▶ Required action: Reproduce exactly the final portion of the data: every line from the one containing "Target: bird's head" through the last line, inclusive.

####

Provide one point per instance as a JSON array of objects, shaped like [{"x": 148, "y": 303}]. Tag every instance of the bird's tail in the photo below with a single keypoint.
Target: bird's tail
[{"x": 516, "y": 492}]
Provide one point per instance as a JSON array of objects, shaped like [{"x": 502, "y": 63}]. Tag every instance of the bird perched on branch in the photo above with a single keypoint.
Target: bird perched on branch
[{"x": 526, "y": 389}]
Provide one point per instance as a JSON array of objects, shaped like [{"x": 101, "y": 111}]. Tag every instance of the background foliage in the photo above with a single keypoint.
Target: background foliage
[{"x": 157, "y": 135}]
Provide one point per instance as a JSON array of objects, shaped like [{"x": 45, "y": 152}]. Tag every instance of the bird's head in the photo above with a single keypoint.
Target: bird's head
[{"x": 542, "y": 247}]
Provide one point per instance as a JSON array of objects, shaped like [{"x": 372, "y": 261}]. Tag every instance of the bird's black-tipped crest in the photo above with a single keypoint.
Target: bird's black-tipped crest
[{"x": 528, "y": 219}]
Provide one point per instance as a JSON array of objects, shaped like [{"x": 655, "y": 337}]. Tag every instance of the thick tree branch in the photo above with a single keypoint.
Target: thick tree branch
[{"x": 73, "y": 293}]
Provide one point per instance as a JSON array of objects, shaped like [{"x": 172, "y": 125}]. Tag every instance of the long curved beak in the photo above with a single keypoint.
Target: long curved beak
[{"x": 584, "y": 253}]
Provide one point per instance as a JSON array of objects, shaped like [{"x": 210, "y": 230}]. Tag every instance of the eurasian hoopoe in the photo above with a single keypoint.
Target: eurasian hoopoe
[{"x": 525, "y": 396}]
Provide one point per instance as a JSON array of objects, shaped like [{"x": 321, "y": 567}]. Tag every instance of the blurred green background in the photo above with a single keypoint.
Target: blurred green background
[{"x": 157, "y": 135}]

####

▶ Answer box:
Target: bird's head
[{"x": 542, "y": 247}]
Provide one point per instance as a JSON array of objects, shaped like [{"x": 372, "y": 261}]. Tag every instance of the bird's black-tipped crest in the photo above with a single keypoint.
Target: bird's black-tipped crest
[{"x": 528, "y": 219}]
Provide one point per instance as a JSON array of objects, shaped like [{"x": 655, "y": 337}]. Tag every instance of the thick tree branch in the photo above with a single keypoint.
Target: thick tree branch
[{"x": 73, "y": 293}]
Provide one point per instance as a JSON array of objects, shaped like [{"x": 172, "y": 125}]. Tag every instance of the long curved beak in the photo above with a single keypoint.
Target: long curved beak
[{"x": 584, "y": 253}]
Provide one point per instance as a JSON array of objects, shaped like [{"x": 210, "y": 230}]. Tag every instance of the eurasian hoopoe in the photo above with a single keypoint.
Target: eurasian hoopoe
[{"x": 525, "y": 396}]
Provide one point per instance as a JSON array of objects, shaped like [{"x": 321, "y": 567}]. Tag every instance of the blurred green background in the photo above with a single keypoint.
Target: blurred green background
[{"x": 157, "y": 135}]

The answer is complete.